**Leestekst:**
┌──
6. Het uitgangspunt is dat verweerder mag uitgaan van het vermoeden dat lidstaten bij de behandeling van asielzoekers hun internationale verplichtingen zullen nakomen. Dit betekent dat verweerder er in beginsel op mag vertrouwen dat de behandeling van eiser in Duitsland in overeenstemming is met de bepalingen van het Handvest, het Vluchtelingenverdrag en het EVRM.
7. Eiser is er niet in geslaagd om het vermoeden dat Duitsland zijn internationale verplichtingen tegenover hem zal nakomen te weerleggen. Duitsland heeft door middel van het claimakkoord gegarandeerd dat eiser in de gelegenheid wordt gesteld om een (opvolgende) asielaanvraag in te dienen en dat deze aanvraag zal worden behandeld in overeenstemming met internationale wet- en regelgeving. Met de enkele, niet onderbouwde stelling dat in Duitsland geen sprake is van effectieve opvang, heeft eiser niet aannemelijk gemaakt dat sprake is van een structurele tekortkoming in de opvangvoorzieningen. Verder heeft eiser ook geen onderbouwing geleverd voor zijn stelling dat hij in Duitsland is mishandeld en dat de Duitse autoriteiten aan hem geen bescherming of medische hulp hebben geboden. Duitsland is partij bij het EVRM en de mensenrechten die daarin zijn opgenomen worden nageleefd. Indien eiser meent dat Duitsland zich niet houdt aan dit verdrag is het aan hem om in Duitsland een klacht in te dienen. Als eiser bij terugkeer problemen ervaart met de opvang dan wel te maken krijgt met geweld kan hij zich wenden tot de Duitse autoriteiten. Eiser heeft niet aannemelijk gemaakt dat dat voor hem onmogelijk of bij voorbaat zinloos is.
└──
**Aangeleverde gegevens:**
┌──
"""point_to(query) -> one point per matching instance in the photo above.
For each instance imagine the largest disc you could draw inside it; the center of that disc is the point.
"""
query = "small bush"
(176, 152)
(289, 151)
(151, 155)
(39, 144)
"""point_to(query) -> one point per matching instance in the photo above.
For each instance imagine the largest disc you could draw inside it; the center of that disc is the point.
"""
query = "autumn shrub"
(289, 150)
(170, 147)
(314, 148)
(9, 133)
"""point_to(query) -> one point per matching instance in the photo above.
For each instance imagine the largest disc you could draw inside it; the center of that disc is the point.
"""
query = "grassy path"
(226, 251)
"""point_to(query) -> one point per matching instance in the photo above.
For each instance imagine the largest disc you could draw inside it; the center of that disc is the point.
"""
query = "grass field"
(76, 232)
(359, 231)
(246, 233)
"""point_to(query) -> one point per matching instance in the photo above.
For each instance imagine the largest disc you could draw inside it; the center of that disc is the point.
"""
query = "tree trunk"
└──
**Te doen:**
A - Kloppen de volgende uitspraken met de leestekst? Geef bij elke uitspraak ja of nee en citeer de woorden uit de leestekst die de doorslag geven.
(i) Via het claimakkoord heeft Duitsland beloofd dat eiser een (opvolgende) asielaanvraag mag indienen.
(ii) Eiser heeft met bewijs laten zien dat hij in Duitsland is mishandeld.
(iii) Duitsland doet niet mee aan het EVRM.
B - Tot wie kan eiser zich volgens de leestekst wenden als hij na zijn terugkeer problemen krijgt met de opvang of met geweld?
C - Hervat de leestekst over de overdracht van eiser aan Duitsland na de laatste zin die er staat.

**Antwoorden op volgorde:**
A -
(i) Ja: "Duitsland heeft door middel van het claimakkoord gegarandeerd dat eiser in de gelegenheid wordt gesteld om een (opvolgende) asielaanvraag in te dienen"
(ii) Nee: "Verder heeft eiser ook geen onderbouwing geleverd voor zijn stelling dat hij in Duitsland is mishandeld"
(iii) Nee: "Duitsland is partij bij het EVRM"

B - Tot de Duitse autoriteiten.

C -
8. Nu uitgegaan mag worden van het interstatelijk vertrouwensbeginsel ten aanzien van Duitsland, komt de rechtbank niet toe aan toetsing van het verbod op refoulement. [6] Als eiser voor refoulement vreest, dient hij die vrees in Duitsland aan te voeren bij de daartoe bevoegde autoriteiten.
Motivering van het bestreden besluit
9. De rechtbank volgt eiser ook niet in zijn stelling dat verweerder het motiveringsbeginsel en zorgvuldigheidsbeginsel heeft geschonden. Verweerder is in het voornemen en in het bestreden besluit aan de hand van de beschikbare informatie van eiser voldoende ingegaan op alle omstandigheden die tot het niet in behandeling nemen van de asielaanvraag hebben geleid. Dat daarbij volgens eiser mede gebruik is gemaakt van ‘standaardoverwegingen’, maakt nog niet dat die overwegingen niet van toepassing zijn op eiser.
Conclusie
10. Het beroep is kennelijk ongegrond.
11. Eiser krijgt geen vergoeding van zijn proceskosten.

Beslissing

De rechtbank verklaart het beroep ongegrond.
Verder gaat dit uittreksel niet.